- Given instruction -
Arrange the data below as a Markdown table with the columns "Row" and "Line." Each line goes in its own row, numbered in order, and blank lines are skipped.

- Records to process -
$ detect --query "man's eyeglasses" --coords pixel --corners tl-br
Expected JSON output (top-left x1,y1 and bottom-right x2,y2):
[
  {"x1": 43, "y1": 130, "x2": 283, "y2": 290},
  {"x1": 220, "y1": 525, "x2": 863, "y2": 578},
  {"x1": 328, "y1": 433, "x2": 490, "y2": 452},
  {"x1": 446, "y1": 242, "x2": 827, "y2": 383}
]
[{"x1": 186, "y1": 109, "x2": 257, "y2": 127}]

- Answer to this exercise -
| Row | Line |
|---|---|
| 1 | $ detect --query "man's eyeglasses" --coords pixel --corners tl-br |
| 2 | Expected JSON output (top-left x1,y1 and bottom-right x2,y2): |
| 3 | [ |
| 4 |   {"x1": 43, "y1": 130, "x2": 283, "y2": 290}, |
| 5 |   {"x1": 220, "y1": 525, "x2": 863, "y2": 578}, |
| 6 |   {"x1": 328, "y1": 433, "x2": 490, "y2": 452}, |
| 7 |   {"x1": 446, "y1": 242, "x2": 827, "y2": 383} |
| 8 | ] |
| 9 | [{"x1": 186, "y1": 109, "x2": 257, "y2": 127}] |